- _WHAT IS NEEDED_:
Format the records below as a Markdown table with two columns, Row and Line, numbering each line in order and leaving out any blank lines.

- _Position annotation records_:
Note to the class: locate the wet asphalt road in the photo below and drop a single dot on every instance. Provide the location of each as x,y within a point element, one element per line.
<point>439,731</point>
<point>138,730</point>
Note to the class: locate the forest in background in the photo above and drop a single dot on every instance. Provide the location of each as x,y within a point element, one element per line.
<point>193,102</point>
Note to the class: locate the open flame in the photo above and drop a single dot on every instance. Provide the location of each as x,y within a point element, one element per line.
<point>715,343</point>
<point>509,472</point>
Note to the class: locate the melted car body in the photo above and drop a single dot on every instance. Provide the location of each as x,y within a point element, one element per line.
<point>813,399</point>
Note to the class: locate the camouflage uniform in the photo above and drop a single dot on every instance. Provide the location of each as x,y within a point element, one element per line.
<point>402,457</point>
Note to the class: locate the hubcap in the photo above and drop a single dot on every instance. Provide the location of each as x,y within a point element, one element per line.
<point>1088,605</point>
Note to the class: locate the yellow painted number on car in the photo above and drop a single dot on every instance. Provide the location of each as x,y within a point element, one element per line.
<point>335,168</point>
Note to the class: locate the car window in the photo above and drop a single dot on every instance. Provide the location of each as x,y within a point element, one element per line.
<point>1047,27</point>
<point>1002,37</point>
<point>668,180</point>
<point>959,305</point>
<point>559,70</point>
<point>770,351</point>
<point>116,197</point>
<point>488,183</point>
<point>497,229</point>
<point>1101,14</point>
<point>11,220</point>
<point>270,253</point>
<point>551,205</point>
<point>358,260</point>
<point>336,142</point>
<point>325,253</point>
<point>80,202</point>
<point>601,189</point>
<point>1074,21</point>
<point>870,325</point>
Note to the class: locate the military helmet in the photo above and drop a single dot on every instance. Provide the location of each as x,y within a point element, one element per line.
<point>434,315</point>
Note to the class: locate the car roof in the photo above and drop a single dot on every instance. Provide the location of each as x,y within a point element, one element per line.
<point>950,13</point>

- _TASK SOLUTION_:
| Row | Line |
|---|---|
| 1 | Note to the class: locate the wet asphalt road in the photo below and drop a single dot on every instance. Provide the location of each as x,y within a point element, one element per line. |
| 2 | <point>439,731</point> |
| 3 | <point>138,730</point> |
| 4 | Note to the class: locate the forest in background in the photo above and drop a single dot on every instance. Provide the location of each as x,y within a point element, one element per line. |
| 5 | <point>193,102</point> |
| 6 | Note to the class: locate the open flame in the photo above and drop a single dot on every instance. Provide the location of each as x,y within a point element, one element per line. |
| 7 | <point>715,343</point> |
| 8 | <point>509,472</point> |
| 9 | Note to the class: locate the melted car body in the photo above and drop a single dot on every instance. Provide the location of each as x,y within a point element, one element per line. |
| 10 | <point>813,399</point> |
| 11 | Note to the class: locate the camouflage uniform in the photo above and drop a single dot on every instance. Provide the location of each as x,y within a point element, one element per line. |
| 12 | <point>402,457</point> |
| 13 | Note to the class: locate the hubcap in the photo above and drop a single dot on every instance. Provide the location of each as x,y within a point element, one element per line. |
| 14 | <point>1088,605</point> |
| 15 | Note to the class: locate the yellow painted number on car in the photo above and drop a single dot on every instance. Provide the location of each as x,y within a point element, one element per line. |
| 16 | <point>335,168</point> |
| 17 | Note to the class: locate the car window in the photo above and drop a single dot on every instance. Provide the location of each as x,y within a point element, one element per line. |
| 18 | <point>1047,27</point> |
| 19 | <point>1002,37</point> |
| 20 | <point>668,180</point> |
| 21 | <point>959,305</point> |
| 22 | <point>559,70</point> |
| 23 | <point>770,351</point> |
| 24 | <point>116,197</point> |
| 25 | <point>488,183</point> |
| 26 | <point>497,229</point> |
| 27 | <point>1101,14</point> |
| 28 | <point>11,220</point> |
| 29 | <point>270,253</point> |
| 30 | <point>551,205</point> |
| 31 | <point>358,260</point> |
| 32 | <point>336,142</point> |
| 33 | <point>325,253</point> |
| 34 | <point>80,202</point> |
| 35 | <point>601,189</point> |
| 36 | <point>1074,21</point> |
| 37 | <point>870,325</point> |
| 38 | Note to the class: locate the military helmet in the photo above and drop a single dot on every instance. Provide the location of each as x,y within a point element, one element per line. |
| 39 | <point>434,315</point> |
| 40 | Note to the class: locate the car roof in the photo above and drop a single dot on every instance. Provide the location of each as x,y within a point element, one element per line. |
| 41 | <point>950,13</point> |